Problem: Skip the pictures. Give all the data again exactly.

Given records:

◆ ◆ ◆ ◆ ◆

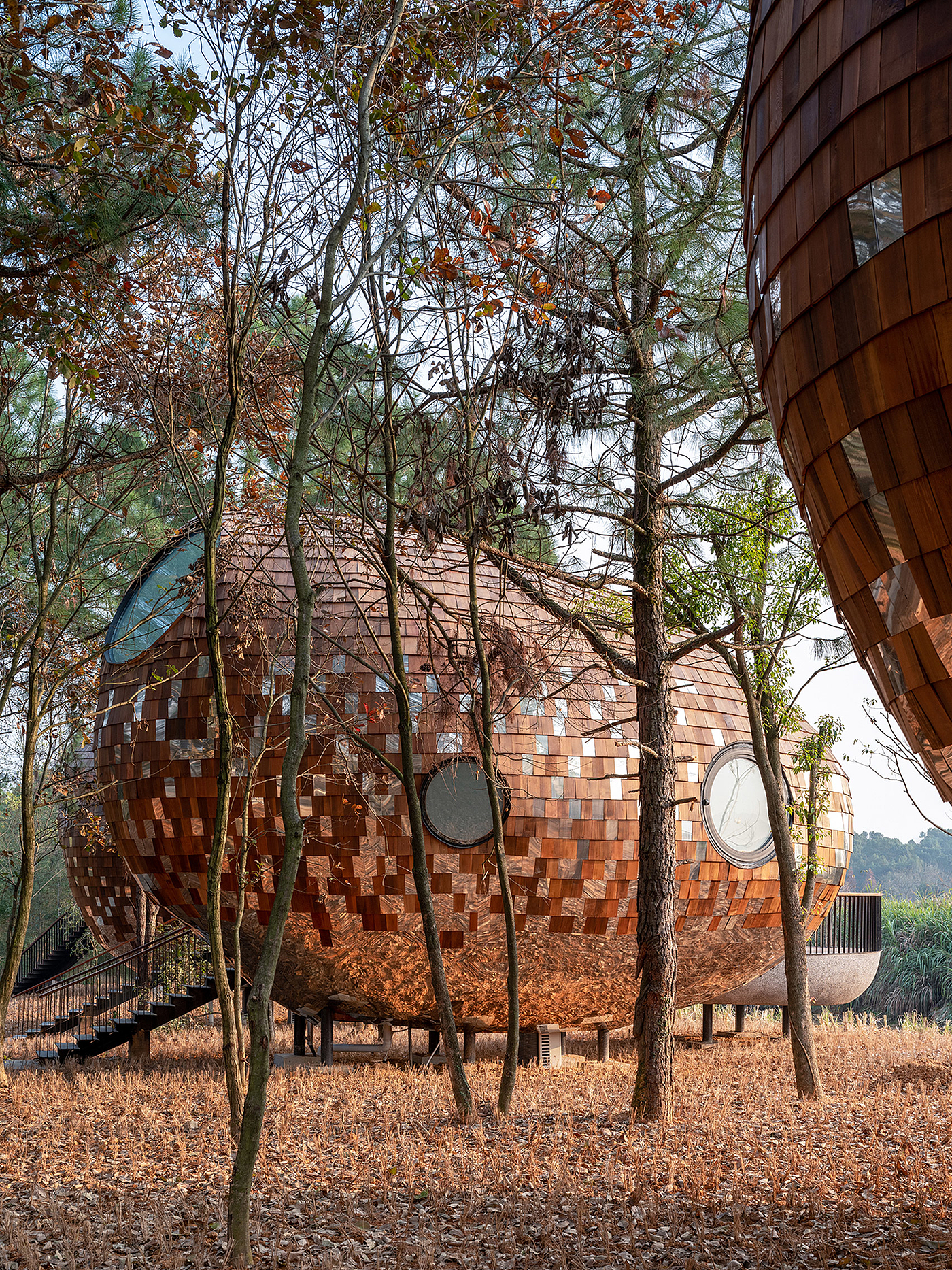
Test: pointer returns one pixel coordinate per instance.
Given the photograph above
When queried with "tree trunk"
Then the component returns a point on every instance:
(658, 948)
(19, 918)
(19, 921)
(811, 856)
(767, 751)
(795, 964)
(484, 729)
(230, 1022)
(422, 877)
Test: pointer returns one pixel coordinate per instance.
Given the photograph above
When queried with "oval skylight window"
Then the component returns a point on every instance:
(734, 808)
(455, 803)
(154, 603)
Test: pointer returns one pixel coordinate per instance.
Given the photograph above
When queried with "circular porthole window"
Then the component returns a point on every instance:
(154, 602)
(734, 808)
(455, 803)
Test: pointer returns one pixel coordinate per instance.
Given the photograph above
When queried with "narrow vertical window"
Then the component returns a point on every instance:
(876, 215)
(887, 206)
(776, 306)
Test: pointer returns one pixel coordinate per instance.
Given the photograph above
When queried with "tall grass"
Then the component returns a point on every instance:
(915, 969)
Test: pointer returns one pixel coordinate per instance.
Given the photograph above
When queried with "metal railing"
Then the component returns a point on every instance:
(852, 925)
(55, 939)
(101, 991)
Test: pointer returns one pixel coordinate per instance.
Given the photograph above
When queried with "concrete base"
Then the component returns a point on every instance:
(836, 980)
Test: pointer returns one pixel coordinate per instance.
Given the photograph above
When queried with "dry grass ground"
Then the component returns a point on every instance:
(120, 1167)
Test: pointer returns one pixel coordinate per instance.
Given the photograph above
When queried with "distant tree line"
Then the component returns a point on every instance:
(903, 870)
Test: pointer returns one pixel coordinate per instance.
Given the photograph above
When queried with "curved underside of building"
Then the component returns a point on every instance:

◆ ◆ ◆ ◆ ◆

Reply:
Test: pointer returns one pixel coordinate per instance.
Given the photograph above
When queried with "tree trunk"
Then the component returns a point on every instance:
(658, 948)
(19, 918)
(19, 921)
(811, 856)
(767, 751)
(795, 964)
(484, 729)
(230, 1022)
(422, 877)
Test: pointer returns one pixel coordinate per instance.
Given the photograph above
When queried with "oval skylight window"
Then the component returns a point on every instance:
(734, 808)
(455, 803)
(154, 603)
Test: pointer returns one pixel coordinate per instance.
Given the photograph above
When queried with "circular porthole window"
Then the component returns a point on every instance:
(154, 602)
(734, 808)
(455, 803)
Test: pointer returns one pixel coordinate per instance.
Given the photograph above
When queried with "narrow vertical window"
Then the component returns a point on every instance:
(876, 215)
(887, 206)
(776, 306)
Test: pointer returns one pixel coordinate per instance.
Given the photograph above
When queried with "tall grass"
Then the component returns a point on every instance:
(915, 969)
Test: pointer returns one pixel coordinate per instance.
Given the photograph above
When queried with "metal railing"
Then the component returns a point on every instance:
(852, 925)
(55, 939)
(101, 991)
Test: pointer returns one pixel coordinate per instance.
Given the photograph above
When queried with "concrete base"
Then the component returns a point on every instance:
(836, 980)
Test: pointer returns one pixel coordinate per instance.
Given the photograph above
When queried with "dry grass ground"
Then the component returns a point on every instance:
(120, 1167)
Test: pointer returns one pixel coordinate per instance.
Given the photograph above
When queried with "distant tree line"
Then the component returns a point on every instance:
(903, 870)
Test: pointer returns one pixel coordinate per instance.
Given the photograph above
When queried with "curved underside of building"
Then the component returns a point on every instance:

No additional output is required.